--- Passage du texte ---

Et si tout s’était accéléré depuis des mois dans la normalisation d’Israël avec les Émirats arabes unis que tout le monde vante, justement à l’approche d’une bombe médiatique telle que l’affaire Pegasus ?

On le sait, Abou Dhabi entretient une relation informelle de longue date avec Tel-Aviv, mais on était peut-être loin d’imaginer l’ampleur de la collaboration en matière de surveillance, d’espionnage de tiers, qui dépassent totalement le cadre de la législation internationale. Pegasus est ce logiciel espion, développé par la firme israélienne NSO avec l’aval du gouvernement, et qui aurait surveillé plus de 50 000 numéros de téléphone dans le monde entier. Des personnages clés de la communauté internationale, des chefs d’État, des opposants, des militants, des avocats, des journalistes : tout ce qui a de quoi provoquer un tollé mondial.

Les Émirats, tout comme ils l’ont été à la suite des révélations précédentes des Panama Papers, se retrouvent à nouveau dans la tempête, pour leur défiance des normes élémentaires des droits de l’homme. En effet, on vient d’apprendre que Mohamed Ben Zayed, avec un Mohamed Ben Salmane clairement montré du doigt dans l’assassinat du journaliste d’opposition Kamal Khashoggi, aurait fait surveiller l’ensemble des proches de ce dernier avant et après sa mort1. La fiancée de Khashoggi a notamment été victime de cette surveillance.

Si des États sont autorisés à s’équiper de ce logiciel pour notamment lutter contre le banditisme et le terrorisme, la société NSO décline en revanche toute responsabilité dans l’utilisation abusive de Pegasus qui serait faite par les gouvernements.

---

Travail demandé:
A - Pour chacune de ces affirmations, dites si elle est conforme à l’article sur l’affaire Pegasus, en répondant par oui ou non et en citant mot pour mot les mots de l’article qui tranchent. (i) Pegasus aurait surveillé plus de 50 000 numéros de téléphone. (ii) La société NSO reconnaît sa responsabilité dans les abus commis par les gouvernements. (iii) La fiancée de Khashoggi a fait partie des personnes surveillées.
B - Poursuivez l’article sur l’affaire Pegasus à partir de sa dernière phrase.
Les données n’ont aucun rôle dans cet exercice.

--- Extrait des données ---

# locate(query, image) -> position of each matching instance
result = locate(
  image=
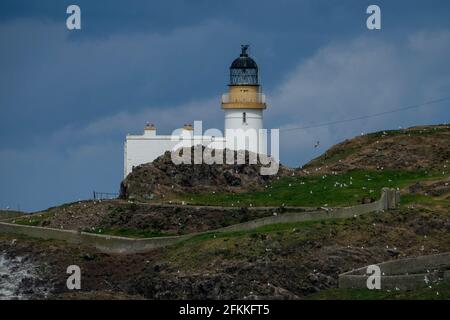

---

Réponses attendues:
A -
(i) Oui : « qui aurait surveillé plus de 50 000 numéros de téléphone dans le monde entier ».
(ii) Non : « la société NSO décline en revanche toute responsabilité dans l’utilisation abusive de Pegasus qui serait faite par les gouvernements ».
(iii) Oui : « La fiancée de Khashoggi a notamment été victime de cette surveillance. »

B -
Au fond, ce qui s’est passé avec Pegasus résulte d’une stratégie plus large et ancienne d’Abou Dhabi pour tuer toute opposition et éliminer toute embûche dans l’ascension mondiale de Mohamed Ben Zayed (MBZ) tout comme de Mohamed Ben Salmane. Depuis longtemps, les Émirats ont compris qu’il n’y aurait point de salut sans l’émergence d’un émirat surpuissant, armé et diversifié. MBZ rêve de la start-up nation israélienne pour son pays depuis longtemps. Cependant, rien de hasardeux dans ce lien avec Israël. Si les Émirats arabes unis se sont hissés parmi les leaders régionaux en quelques décennies, c’est en partie grâce à la capacité exceptionnelle d’Abou Dhabi de contracter des alliances qui peuvent paraître de prime abord totalement contre nature. S’allier à Israël, ne serait-ce pas choquant pour un pays arabe ? MBZ n’y voit aucun problème puisque le but était d’unir ses forces contre l’ennemi numéro un dans la région : l’Iran. En contrepartie, Abou Dhabi profitait du génie israélien en matière de nouvelles technologies de l’information, d’armement et d’outils de sécurité, notamment cybernétiques, pour assurer sa survie et se hisser toujours plus haut.

Cette « israélisation » des Émirats arabes unis s’est traduite depuis des années pour Mohamed Ben Zayed par le soutien apporté aux industries de pointe, aux industries de l’armement et de la sécurité, à la cyberprotection, à la diversification économique et aux investissements worldwide.

L’entreprise de séduction est asymétrique, mais réciproque. Pour preuve, en juillet 2019, l’ancien ministre des Affaires étrangères israélien, Israël Katz, s’était fait prendre en photo sur l’esplanade de la mosquée du cheikh Zayed, Katz affirmant l’intérêt de Tel-Aviv pour la politique émiratie et pas qu’en matière sécuritaire2. Le 1er novembre 2019, les Emirate Leaks évoquaient déjà un désir de normalisation faisant feu de tout bois.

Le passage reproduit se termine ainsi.